# Sophie knows...



## nbdyuknow (Apr 10, 2007)

...how to stay warm and cozy now that the Chicago winter weather has arrived!


----------



## Maggie-NC (Jun 22, 2005)

Bill, your posts about the beautiful Sophie always delight me but I think this one was the best yet. She is one smart little girl. Thanks so much.


----------



## Charis (Feb 11, 2007)

Where's the image? I can't see it.


----------



## TAWhatley (Mar 6, 2001)

Charis said:


> Where's the image? I can't see it.


I had already notified our tech support earlier today that there is a problem with attachments again. Hopefully the photo will be viewable shortly.

Terry


----------



## John_D (Jan 24, 2002)

Charis said:


> Where's the image? I can't see it.


Nor me, having tried four different browsers 

Aaaaaaaah - just saw Terry's post

John


----------



## Maggie-NC (Jun 22, 2005)

Well, it is worth waiting for. I saw it before it made its disappearing act.


----------



## danielb (May 27, 2008)

Great picture. As you might have noticed we had some issues with attachments but we have resolved them. If you encounter such issues in the future feel free to contact me directly via the "contact us" link at the foot of the page


----------



## Dezirrae (Oct 6, 2007)

Makes me feel warm just looking at the picture  Always knew Sophie was a smart cookie!


----------



## Lovebirds (Sep 6, 2002)

What a great picture!! That Sophie is one LUCKY bird!!


----------



## Charis (Feb 11, 2007)

Lovebirds said:


> What a great picture!! That Sophie is one LUCKY bird!!


She sure is! All Pigeons should be so lucky.

* * *

#### [ACTIONS TO TAKE]
1) In the forum thread about Sophie, which link does danielb say to use for contacting him directly about future attachment issues?
2) Continue the forum thread about Sophie from its last post onward.

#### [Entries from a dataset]
* * *

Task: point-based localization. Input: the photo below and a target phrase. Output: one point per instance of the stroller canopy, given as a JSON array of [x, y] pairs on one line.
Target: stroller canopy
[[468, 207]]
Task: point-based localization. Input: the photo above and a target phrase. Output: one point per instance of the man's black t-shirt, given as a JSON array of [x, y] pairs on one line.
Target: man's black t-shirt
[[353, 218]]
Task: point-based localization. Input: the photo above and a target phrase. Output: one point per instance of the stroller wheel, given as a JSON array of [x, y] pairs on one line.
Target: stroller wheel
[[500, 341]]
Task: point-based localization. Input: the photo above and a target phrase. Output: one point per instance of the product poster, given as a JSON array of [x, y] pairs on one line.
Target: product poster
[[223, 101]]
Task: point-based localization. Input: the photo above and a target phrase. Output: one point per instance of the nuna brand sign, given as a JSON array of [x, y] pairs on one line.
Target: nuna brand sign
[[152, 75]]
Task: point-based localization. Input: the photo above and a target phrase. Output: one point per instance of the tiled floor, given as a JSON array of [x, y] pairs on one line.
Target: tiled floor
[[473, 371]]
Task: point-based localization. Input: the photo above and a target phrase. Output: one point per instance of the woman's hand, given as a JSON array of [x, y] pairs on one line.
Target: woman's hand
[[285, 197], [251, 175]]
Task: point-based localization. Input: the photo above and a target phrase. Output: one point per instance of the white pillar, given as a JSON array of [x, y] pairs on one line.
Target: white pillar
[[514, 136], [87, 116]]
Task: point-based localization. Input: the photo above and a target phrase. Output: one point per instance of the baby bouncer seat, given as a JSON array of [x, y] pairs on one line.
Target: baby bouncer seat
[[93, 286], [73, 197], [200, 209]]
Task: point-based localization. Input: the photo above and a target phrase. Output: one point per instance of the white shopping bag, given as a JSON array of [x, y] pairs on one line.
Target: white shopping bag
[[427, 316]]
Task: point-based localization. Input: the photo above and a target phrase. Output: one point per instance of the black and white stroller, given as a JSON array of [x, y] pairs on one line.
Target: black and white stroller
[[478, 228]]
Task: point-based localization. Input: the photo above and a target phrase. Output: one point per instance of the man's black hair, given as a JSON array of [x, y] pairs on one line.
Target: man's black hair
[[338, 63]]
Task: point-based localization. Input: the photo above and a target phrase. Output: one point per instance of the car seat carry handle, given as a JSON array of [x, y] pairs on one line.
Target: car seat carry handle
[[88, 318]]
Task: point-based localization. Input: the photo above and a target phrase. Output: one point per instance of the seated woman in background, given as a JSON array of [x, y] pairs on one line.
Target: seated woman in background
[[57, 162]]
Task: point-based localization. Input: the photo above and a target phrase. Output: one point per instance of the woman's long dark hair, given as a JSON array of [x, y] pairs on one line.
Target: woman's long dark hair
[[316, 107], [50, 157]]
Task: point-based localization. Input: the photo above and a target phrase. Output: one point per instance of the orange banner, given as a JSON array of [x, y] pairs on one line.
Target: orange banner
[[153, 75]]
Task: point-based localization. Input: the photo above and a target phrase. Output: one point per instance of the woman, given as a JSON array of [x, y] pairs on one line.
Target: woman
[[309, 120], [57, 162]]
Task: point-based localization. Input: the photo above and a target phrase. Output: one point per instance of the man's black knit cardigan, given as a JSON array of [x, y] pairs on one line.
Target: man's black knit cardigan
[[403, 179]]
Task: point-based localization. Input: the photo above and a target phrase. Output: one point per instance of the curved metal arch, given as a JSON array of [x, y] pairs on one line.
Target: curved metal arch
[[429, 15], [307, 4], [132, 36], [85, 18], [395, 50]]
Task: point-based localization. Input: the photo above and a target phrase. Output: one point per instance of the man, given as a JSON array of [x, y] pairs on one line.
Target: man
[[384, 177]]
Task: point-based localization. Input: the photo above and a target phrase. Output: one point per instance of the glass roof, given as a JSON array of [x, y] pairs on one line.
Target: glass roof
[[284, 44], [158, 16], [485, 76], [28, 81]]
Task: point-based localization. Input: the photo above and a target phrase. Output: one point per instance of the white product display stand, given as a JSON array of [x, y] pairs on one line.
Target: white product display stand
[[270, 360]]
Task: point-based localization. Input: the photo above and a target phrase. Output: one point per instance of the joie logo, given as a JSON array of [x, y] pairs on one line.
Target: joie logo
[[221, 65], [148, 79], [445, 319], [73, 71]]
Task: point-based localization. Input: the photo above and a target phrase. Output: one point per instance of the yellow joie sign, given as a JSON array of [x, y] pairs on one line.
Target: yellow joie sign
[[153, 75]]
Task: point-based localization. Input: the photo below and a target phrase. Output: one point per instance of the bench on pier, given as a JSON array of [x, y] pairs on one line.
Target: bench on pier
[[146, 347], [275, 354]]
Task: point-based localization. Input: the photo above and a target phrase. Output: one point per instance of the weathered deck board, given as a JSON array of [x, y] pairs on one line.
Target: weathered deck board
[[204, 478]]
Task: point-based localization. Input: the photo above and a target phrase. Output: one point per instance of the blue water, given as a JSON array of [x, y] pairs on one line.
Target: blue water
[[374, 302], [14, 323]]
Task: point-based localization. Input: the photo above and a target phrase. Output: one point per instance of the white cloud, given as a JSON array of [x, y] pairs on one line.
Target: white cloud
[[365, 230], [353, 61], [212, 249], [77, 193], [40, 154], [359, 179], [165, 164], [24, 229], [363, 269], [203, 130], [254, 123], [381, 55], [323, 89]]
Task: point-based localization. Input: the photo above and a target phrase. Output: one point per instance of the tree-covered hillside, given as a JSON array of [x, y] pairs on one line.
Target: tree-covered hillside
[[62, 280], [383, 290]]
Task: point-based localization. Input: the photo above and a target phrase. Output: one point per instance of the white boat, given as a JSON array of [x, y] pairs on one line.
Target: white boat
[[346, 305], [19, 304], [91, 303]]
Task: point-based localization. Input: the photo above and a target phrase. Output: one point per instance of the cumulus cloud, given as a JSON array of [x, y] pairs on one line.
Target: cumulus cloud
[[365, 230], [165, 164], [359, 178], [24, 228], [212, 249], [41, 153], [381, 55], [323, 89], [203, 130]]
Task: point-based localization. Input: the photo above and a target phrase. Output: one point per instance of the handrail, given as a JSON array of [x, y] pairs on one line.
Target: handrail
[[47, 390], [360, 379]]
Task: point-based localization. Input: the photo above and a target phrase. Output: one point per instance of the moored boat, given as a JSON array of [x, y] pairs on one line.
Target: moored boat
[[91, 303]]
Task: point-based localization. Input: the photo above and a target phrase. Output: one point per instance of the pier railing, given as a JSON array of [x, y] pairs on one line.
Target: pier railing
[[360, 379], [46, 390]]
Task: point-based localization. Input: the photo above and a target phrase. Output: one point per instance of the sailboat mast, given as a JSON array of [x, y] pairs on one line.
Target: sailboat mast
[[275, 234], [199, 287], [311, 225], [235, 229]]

* * *

#### [RESULTS FOR THE EXERCISE]
1) The "contact us" link at the foot of the page.

2)
Now we know how to answer when members ask if they should heat their loft when it's really cold...the Pigeons would really appreciate the warmth.


----------



## Ivor (May 12, 2008)

What a lovely picture, my Jorgito likes to go to the window when is sunny, but now I got more ideas. 

Thank you for the pic, and tell Sophie that she looks adorable.


----------



## John_D (Jan 24, 2002)

danielb said:


> Great picture. As you might have noticed we had some issues with attachments but we have resolved them. If you encounter such issues in the future feel free to contact me directly via the "contact us" link at the foot of the page


Well sorted, Daniel 

And what a beautiful pic for a card that would be!

John


----------



## nbdyuknow (Apr 10, 2007)

Thanks, everybody! Sophie likes sitting by the fire, it's one of the few times she will get off my lap!!


----------



## EgypSwiftLady (Jan 14, 2008)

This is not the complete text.